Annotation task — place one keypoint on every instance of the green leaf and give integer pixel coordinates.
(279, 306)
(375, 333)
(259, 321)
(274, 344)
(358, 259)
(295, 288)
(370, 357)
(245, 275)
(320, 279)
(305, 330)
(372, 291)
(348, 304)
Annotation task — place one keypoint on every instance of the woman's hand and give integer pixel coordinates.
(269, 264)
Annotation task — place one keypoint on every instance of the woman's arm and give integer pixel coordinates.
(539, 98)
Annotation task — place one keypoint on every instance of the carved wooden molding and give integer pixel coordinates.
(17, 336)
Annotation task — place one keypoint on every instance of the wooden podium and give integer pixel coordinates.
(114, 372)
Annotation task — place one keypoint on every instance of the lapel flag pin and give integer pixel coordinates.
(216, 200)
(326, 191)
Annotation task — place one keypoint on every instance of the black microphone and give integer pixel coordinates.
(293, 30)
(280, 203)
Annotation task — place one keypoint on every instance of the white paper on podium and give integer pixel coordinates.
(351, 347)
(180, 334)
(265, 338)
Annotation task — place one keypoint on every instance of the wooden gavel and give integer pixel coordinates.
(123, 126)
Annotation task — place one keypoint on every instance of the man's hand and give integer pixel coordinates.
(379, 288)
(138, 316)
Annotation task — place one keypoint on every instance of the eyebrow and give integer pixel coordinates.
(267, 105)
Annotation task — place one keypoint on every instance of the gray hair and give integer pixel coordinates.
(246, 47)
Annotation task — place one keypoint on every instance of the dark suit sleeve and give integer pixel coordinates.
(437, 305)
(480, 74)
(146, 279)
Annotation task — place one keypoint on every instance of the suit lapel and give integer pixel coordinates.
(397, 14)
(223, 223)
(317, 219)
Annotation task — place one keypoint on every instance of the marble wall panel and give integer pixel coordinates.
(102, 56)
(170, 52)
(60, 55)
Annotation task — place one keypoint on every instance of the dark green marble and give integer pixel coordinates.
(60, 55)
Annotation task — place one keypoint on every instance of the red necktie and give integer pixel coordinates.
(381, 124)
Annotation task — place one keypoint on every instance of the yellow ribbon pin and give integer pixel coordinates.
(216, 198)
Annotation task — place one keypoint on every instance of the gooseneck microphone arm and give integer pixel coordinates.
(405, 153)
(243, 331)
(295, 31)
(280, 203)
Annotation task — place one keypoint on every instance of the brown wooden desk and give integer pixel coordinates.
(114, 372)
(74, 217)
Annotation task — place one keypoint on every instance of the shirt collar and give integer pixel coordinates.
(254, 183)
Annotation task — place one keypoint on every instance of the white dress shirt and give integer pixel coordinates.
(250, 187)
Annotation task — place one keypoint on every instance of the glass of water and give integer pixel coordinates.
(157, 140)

What to produce:
Nothing is to be left out; every record above must be repeated exactly.

Response area:
Annotation task — place one keypoint on every instance of the green leaf and give integer pixel coordinates.
(279, 306)
(375, 333)
(259, 321)
(274, 344)
(358, 259)
(295, 288)
(370, 357)
(245, 275)
(320, 279)
(305, 330)
(372, 291)
(348, 304)
Annotation task — place one keypoint on every instance of the woman's hand and give integer pixel coordinates.
(269, 264)
Annotation task — place one keypoint on every instance of the woman's arm and give integer pixel coordinates.
(539, 98)
Annotation task — place one keypoint on every instance of the carved wooden molding and give integer pixel coordinates.
(17, 336)
Annotation task — place one keypoint on every instance of the wooden podium and give integer pixel coordinates.
(114, 372)
Annotation task — place one keypoint on every instance of the lapel flag pin and give integer pixel coordinates.
(216, 200)
(326, 191)
Annotation task — place one keypoint on every instance of the black microphone and give integer pixel coordinates.
(293, 30)
(280, 203)
Annotation task — place one keypoint on every instance of the white paper on podium and give integer pixel coordinates.
(351, 347)
(180, 334)
(265, 338)
Annotation task — place one keypoint on every instance of the wooden gavel and give integer pixel coordinates.
(123, 126)
Annotation task — place one keypoint on every instance of the man's hand and give integer pixel coordinates.
(379, 288)
(138, 316)
Annotation task — place one keypoint on every instance of the eyebrow and give integer pixel coordinates.
(267, 105)
Annotation task — place one keypoint on every instance of the gray hair and give integer pixel coordinates.
(246, 47)
Annotation task — place one keypoint on every instance of the dark suit sleeve and give integer pixel coordinates.
(437, 305)
(480, 74)
(146, 279)
Annotation task — place one keypoint on every instance of the suit lapel and give integer pixel coordinates.
(397, 14)
(223, 223)
(317, 219)
Annotation task — place one keypoint on every instance of the marble wall panel and give integer pixel coordinates.
(102, 56)
(170, 52)
(60, 55)
Annotation task — place one keypoint on every instance of the dark green marble and give integer pixel coordinates.
(60, 55)
Annotation task — place one keypoint on every instance of the red necktie and give integer pixel coordinates.
(381, 124)
Annotation task — place one keypoint on every instance of the yellow ribbon pin and give integer pixel coordinates.
(216, 198)
Annotation task — place one keypoint on every instance of the gooseneck microphone arm and give integer pixel coordinates.
(405, 153)
(243, 331)
(295, 31)
(280, 203)
Annotation task — place one keypoint on every instance of the brown wooden desk and give integer pixel coordinates.
(114, 372)
(74, 217)
Annotation task — place one keypoint on every instance of the shirt collar and give integer pixel coordinates.
(254, 183)
Annotation task — place one keypoint on every instance of the white dress shirt and give integer pixel coordinates.
(250, 187)
Annotation task — place one keypoint on every instance of the glass of water and give integer pixel coordinates.
(157, 140)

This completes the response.